**TEXT EXCERPT:**
- Opening Delimiter -

Literacy is not simple, and literacy development is not linear, sequential, or systematic.
For example, most people do not accumulate vocabulary in order to be able to read, but develop their vocabulary by reading.
Context (in terms of so-called literacy skills) and engagement are extremely important when students are developing their literacy; regretfully, many misguided movements during the history of the Reading War have eroded an essential aspect of literacy that must be honored—literacy as holistic.
Here, we must address a fundamental paradox in the SoR movement.
Several different kinds of advocacy are fueling the SoR movement—from parents advocating for greater awareness of dyslexia to Black and poor parents advocating for under-/un-served populations of students to advocates for the needs of emerging bilingual students.
The common denominator here is a genuine concern for the under-/un-served student, a pervasive belief that for a number of reasons, too many students are being failed by the system itself (although some elements of the SoR movement are also directly blaming teachers and teacher educators for those failures).
The paradox is that the aggressive advocacy behind the SoR movement is driving an all-or-nothing silver-bullet approach to teaching reading, which will mis-serve students as much or more than the current conditions of teaching and learning in U.S. public schools.

- Closing Delimiter -

**ASSIGNMENT 1:**
Please rewrite the literacy passage starting at "Literacy is not" and ending at "vocabulary by reading.", replacing "vocabulary" with "word knowledge".
**ASSIGNMENT 2:**
Continue the literacy passage from where it stops.

**PROVIDED RECORDS:**

- Opening Delimiter -

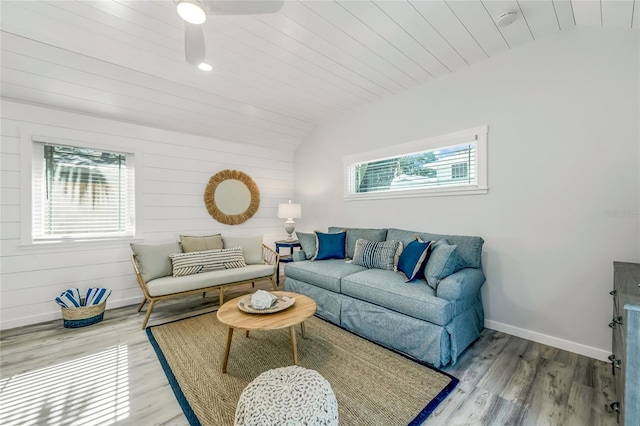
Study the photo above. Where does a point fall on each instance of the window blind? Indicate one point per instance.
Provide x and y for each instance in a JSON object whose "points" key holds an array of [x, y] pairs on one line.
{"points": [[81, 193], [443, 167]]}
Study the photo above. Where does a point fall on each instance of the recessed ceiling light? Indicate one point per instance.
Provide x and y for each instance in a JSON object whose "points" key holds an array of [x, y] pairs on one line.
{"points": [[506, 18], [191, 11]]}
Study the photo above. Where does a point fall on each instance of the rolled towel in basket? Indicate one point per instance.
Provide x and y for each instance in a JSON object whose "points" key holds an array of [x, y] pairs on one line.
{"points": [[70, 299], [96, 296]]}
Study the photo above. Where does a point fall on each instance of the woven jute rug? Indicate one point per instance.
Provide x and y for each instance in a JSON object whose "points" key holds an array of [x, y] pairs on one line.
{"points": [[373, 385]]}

- Closing Delimiter -
- Opening Delimiter -

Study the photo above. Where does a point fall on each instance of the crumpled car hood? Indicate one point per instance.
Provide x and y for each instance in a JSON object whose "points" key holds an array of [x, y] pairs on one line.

- Closing Delimiter -

**RESPONSE AREA 1:**
Literacy is not simple, and literacy development is not linear, sequential, or systematic.
For example, most people do not accumulate word knowledge in order to be able to read, but develop their word knowledge by reading.

**RESPONSE AREA 2:**
So this leads me to Sam’s effort to bridge the divisions in the Reading War (something I am far more skeptical about, as I address in Sam’s question 5: Cambourne and Crouch recently said we should stop using the Reading Wars metaphor and replace it with the metaphor of the Reading Quilt- with different “sides” adding different pieces to the quilt. Do you see any hope for that point of view? Do you see hope for an end to the divisive discourse? Do you see hope for ending the reading wars? [13:20]).
I am no fan of compromise (as I explain in the interview) but I think we do have common ground in terms of two beliefs: (1) Far too many students are being under-/un-served in our current K-12 public school system (notably in their literacy), and (2) the under-/un-served are disproportionately marginalized and vulnerable populations of students (Black students, poor students, emerging bilinguals, students with special needs).
Not a compromise, but my modest proposal is that all of us concerned with reading and literacy among K-12 students need to set aside the “all students must” mandate and commit instead to “each student deserves.”
“All students must” be screened for dyslexia is a guaranteed disaster for students (consider the over-diagnosing of ADHD as one example), but “each student deserves” access to ample books and other texts in their homes and schools fulfills what we know about literacy development without being overly simplistic or harmful.
Each student deserves whatever teaching and learning experiences they need and want in order to grow and develop at the rate unique to them (not some manufactured and artificial “grade level” proficiency).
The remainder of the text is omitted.